DIRECTIONS
Search the data for the word "TARGET" and copy every line that contains it.

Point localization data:
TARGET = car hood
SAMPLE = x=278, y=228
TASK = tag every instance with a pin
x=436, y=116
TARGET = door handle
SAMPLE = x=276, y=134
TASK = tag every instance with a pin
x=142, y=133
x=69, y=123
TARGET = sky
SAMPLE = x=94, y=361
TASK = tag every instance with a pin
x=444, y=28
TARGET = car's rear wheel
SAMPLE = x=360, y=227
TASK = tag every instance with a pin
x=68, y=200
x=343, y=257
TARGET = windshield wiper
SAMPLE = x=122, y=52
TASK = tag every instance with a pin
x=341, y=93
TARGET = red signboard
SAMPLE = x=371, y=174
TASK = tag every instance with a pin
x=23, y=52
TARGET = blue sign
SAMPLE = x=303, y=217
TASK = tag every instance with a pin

SOLUTION TO THE EXERCISE
TARGET = car hood
TARGET = door handle
TARGET = sky
TARGET = car's rear wheel
TARGET = windshield wiper
TARGET = red signboard
TARGET = blue sign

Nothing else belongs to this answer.